== What to do ==
Repeat the listing that follows, character for character, minus the pictures.

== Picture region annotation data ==
** BEGIN **
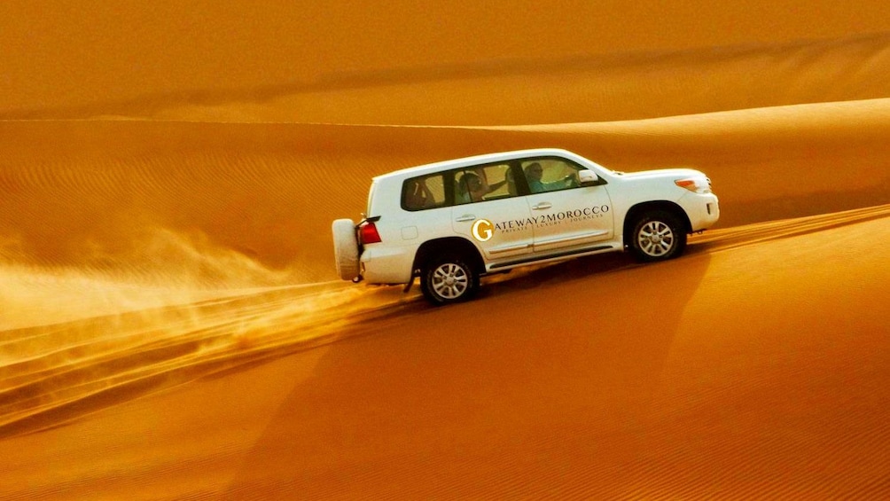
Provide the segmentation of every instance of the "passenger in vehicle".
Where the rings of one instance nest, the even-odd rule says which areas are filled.
[[[487,188],[479,174],[471,172],[464,173],[464,175],[457,182],[457,189],[455,190],[455,202],[457,204],[478,202],[488,193]]]
[[[408,182],[405,191],[405,206],[409,209],[426,209],[435,206],[436,200],[433,192],[423,179],[412,179]]]
[[[554,191],[562,190],[571,186],[578,186],[576,178],[573,175],[567,175],[559,181],[544,182],[541,178],[544,176],[544,168],[538,162],[532,162],[525,166],[525,180],[529,182],[529,190],[532,193],[544,193],[545,191]]]
[[[457,182],[457,190],[456,191],[457,203],[467,204],[471,201],[479,202],[482,200],[483,197],[498,190],[505,184],[506,184],[506,179],[494,184],[489,184],[488,175],[486,175],[485,171],[481,168],[477,167],[471,171],[466,171]]]

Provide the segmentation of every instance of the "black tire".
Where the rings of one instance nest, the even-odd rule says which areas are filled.
[[[630,250],[637,261],[665,261],[680,255],[685,247],[686,229],[669,212],[649,212],[634,223]]]
[[[479,290],[479,273],[462,256],[433,258],[421,271],[420,289],[435,306],[467,301]]]

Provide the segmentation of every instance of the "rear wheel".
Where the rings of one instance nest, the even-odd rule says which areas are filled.
[[[679,218],[669,212],[643,214],[634,225],[630,249],[637,260],[664,261],[676,257],[686,246],[686,230]]]
[[[427,301],[437,306],[460,303],[476,294],[479,274],[462,256],[442,256],[424,267],[420,288]]]
[[[334,233],[334,261],[336,272],[344,280],[359,277],[359,238],[351,219],[338,219],[331,225]]]

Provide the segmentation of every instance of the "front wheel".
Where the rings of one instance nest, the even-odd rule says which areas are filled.
[[[427,301],[436,306],[460,303],[476,294],[479,274],[462,257],[441,257],[424,267],[420,288]]]
[[[634,225],[631,237],[631,252],[646,263],[676,257],[686,246],[685,229],[676,215],[665,211],[643,214]]]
** END **
== Final answer ==
Provide the segmentation of every instance of the "passenger in vehicle".
Where the rings of one instance nest, the even-odd rule says which areas are filled.
[[[487,188],[479,174],[471,172],[464,173],[464,175],[457,182],[457,189],[455,190],[455,202],[457,204],[478,202],[488,193]]]
[[[408,182],[405,191],[405,206],[409,209],[426,209],[435,206],[436,200],[433,192],[423,179],[412,179]]]
[[[554,191],[562,190],[571,186],[578,186],[576,178],[573,175],[567,175],[559,181],[544,182],[541,178],[544,176],[544,168],[538,162],[532,162],[525,166],[525,180],[529,182],[529,190],[532,193],[544,193],[545,191]]]
[[[457,182],[457,190],[456,191],[457,203],[467,204],[471,201],[479,202],[482,200],[483,197],[498,190],[505,184],[506,184],[506,179],[494,184],[489,184],[488,175],[486,175],[485,171],[481,168],[477,167],[471,171],[466,171]]]

Provide the segmentation of every instance of the "black tire".
Where the rings of one instance nest, the even-odd rule says which areas are filled.
[[[630,250],[637,261],[665,261],[680,255],[685,247],[686,229],[669,212],[649,212],[634,223]]]
[[[479,290],[479,273],[462,256],[433,258],[421,271],[420,289],[435,306],[467,301]]]

Provide the segmentation of every instance of the "rear wheel".
Where the rings of one instance nest, the even-odd rule says which areas are filled.
[[[679,218],[669,212],[643,214],[634,225],[630,249],[637,260],[664,261],[676,257],[686,246],[686,230]]]
[[[427,301],[437,306],[460,303],[476,294],[479,274],[462,256],[442,256],[424,267],[420,288]]]
[[[334,233],[334,261],[336,272],[344,280],[359,277],[359,238],[351,219],[338,219],[331,225]]]

Provide the segmentation of every instance of the "front wheel".
Where the rings of one instance nest, the even-odd rule says which areas are filled.
[[[427,301],[436,306],[460,303],[476,294],[479,274],[462,257],[441,257],[424,267],[420,288]]]
[[[634,225],[631,237],[631,252],[646,263],[676,257],[686,246],[685,229],[676,215],[665,211],[643,214]]]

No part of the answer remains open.